• _PROVIDED PASSAGE_
+---+

Once Council has held the Dec. 7 meeting, all other city commissions and committees will have the option of gathering in person. Hines said City Clerk Tina Hubert would reach out to the members to determine what each group chooses do.

Public commenters Annette Kunze, Kristi Ward and Emily Sanders, who also spoke against mask and vaccine mandates, thanked Council for the decision.


traffic safety

At its previous meeting, Council was split over action on Carillion Boulevard but ultimately voted to delay action on the thoroughfare and have city staff bring an option for stop signs at the intersections with Lake Canyon and Vauxhall avenues.

But, as Public Works Director Mike Selling said on Nov. 16, Galt’s municipal code grants the city engineer final authority over placement of traffic control devices. He asked Council to approve “detailed intersection evaluation and data collection” before staff recommends any traffic controls.

Staff’s other recommendations, carried over from the previous meeting, were to approve the purchase of radar speed signs and to hire a consultant to design a proposed re-striping of the roadway.

Council Member Jay Vandenburg made a motion to approve the speed signs and re-striping, but, instead of data collection, he requested that stop signs be installed at the two intersections.

While agenda recommendations can be modified to a degree, Interim City Attorney Frank Splendorio said this change was outside the scope of the item and might violate the Brown Act.

Farmer said the city engineer’s authority had not been adequately communicated to Council when it voted last meeting, on Nov. 2.

“If you knew, sir, that the municipal code was going to prohibit that particular item from being on here, it would have been a courtesy to the Council prior to this meeting to say, ‘By the way, I know this is what you gave me direction to do … However, we can’t have that particular item as an action item,’” Farmer said.

Hines responded that he had sent the members a message “about a month ago” with that information and had not brought it up on Nov. 2 because the memo was “confidential.”

“When the issue came up and we indicated that the city engineer needed to sign off on it, it’s my hope that there would have been some sort of recollection of that memo,” Hines said.

Sandhu asked whether Council has the power to amend the city code, though he did not specify any change he had in mind.

Splendorio confirmed that Council could modify the code with an ordinance. Afterward, Hines spoke in defense of the current rules.

“That Galt municipal code was put in place by a prior council to ensure that these controls always went in under the auspices of the city engineer,” Hines said. “Otherwise, we’d have a certain level of chaos.”

Vandenburg’s motion remained active. Splendorio noted that going against the Brown Act could invalidate Council’s decision. Further, because the final approval rests with the city engineer, Splendorio predicted that the motion would still result in data collection and traffic control proposals by staff.

Eventually, Farmer introduced an alternate motion restoring staff’s original recommendation while requesting staff bring “any and all possible options” to improve safety at the intersections.

Farmer’s motion passed 3-2, with Farmer and council members Lozano and Kevin Papineau in favor, and Vandenburg and Sandhu opposed. The passage superseded Vandenburg’s motion.

Other business

Vandenburg volunteered and was selected to be Galt’s main representative on the Cosumnes Groundwater Authority Board of Directors, which will implement measures to promote sustainable groundwater usage in the Cosumnes Subbasin. Selling was chosen as the alternate representative.

Treasurer Shawn Farrell reported on the city’s finances, saying the city is well positioned to take advantage of rising interest rates. He noted that Galt’s unemployment rate has fallen over the past six months, from 9-10% to 5.5%.

“So that’s good. We’re getting people in the city back to work,” Farrell said.

Jasanpreet Kaur was appointed as a student member for the Galt Youth Commission.

“She’s a very good public communicator, she’s a team player and she will be (an) asset to the Galt Youth Commission,” Sandhu said of the Liberty Ranch high school student. The commission still has one vacancy for a student member.

+---+

• _DATA EXCERPTS_

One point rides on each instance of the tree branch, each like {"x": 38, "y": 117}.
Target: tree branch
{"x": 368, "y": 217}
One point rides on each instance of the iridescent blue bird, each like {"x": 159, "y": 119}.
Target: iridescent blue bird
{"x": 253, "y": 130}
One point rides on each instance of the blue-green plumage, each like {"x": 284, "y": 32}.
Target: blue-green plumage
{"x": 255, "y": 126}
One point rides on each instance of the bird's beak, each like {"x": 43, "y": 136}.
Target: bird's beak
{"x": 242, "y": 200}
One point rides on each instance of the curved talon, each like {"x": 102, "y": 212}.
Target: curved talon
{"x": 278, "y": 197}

+---+

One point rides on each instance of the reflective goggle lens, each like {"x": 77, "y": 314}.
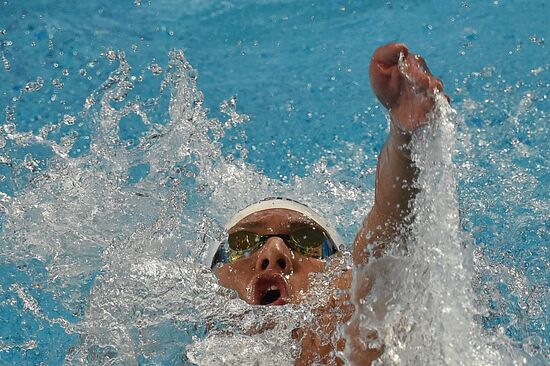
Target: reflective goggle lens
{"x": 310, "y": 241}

+---+

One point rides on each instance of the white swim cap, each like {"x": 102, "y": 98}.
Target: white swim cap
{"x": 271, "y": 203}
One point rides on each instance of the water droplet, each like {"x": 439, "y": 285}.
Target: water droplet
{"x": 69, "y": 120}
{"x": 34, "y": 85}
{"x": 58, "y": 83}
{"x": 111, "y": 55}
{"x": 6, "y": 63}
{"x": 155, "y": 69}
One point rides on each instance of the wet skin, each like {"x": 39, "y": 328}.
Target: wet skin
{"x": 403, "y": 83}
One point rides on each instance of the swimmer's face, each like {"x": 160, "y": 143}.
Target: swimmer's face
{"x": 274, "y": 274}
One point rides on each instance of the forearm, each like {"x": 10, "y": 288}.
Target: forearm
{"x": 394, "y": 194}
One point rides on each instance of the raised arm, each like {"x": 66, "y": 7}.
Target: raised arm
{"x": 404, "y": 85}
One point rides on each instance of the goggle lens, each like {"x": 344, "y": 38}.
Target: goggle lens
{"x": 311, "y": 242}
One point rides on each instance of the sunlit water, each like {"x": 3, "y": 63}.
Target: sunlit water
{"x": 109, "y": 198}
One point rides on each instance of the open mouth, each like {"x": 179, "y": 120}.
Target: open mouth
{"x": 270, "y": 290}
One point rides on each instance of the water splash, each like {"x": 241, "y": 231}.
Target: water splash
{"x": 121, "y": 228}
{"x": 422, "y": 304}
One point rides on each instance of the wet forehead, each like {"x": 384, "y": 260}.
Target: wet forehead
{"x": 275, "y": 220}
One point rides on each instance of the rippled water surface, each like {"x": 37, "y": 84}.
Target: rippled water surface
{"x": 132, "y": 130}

+---+

• _TASK OBJECTIVE_
In the council meeting report, who was chosen as the alternate representative on the Cosumnes Groundwater Authority Board of Directors?

• _ANSWER BOX_
Public Works Director Mike Selling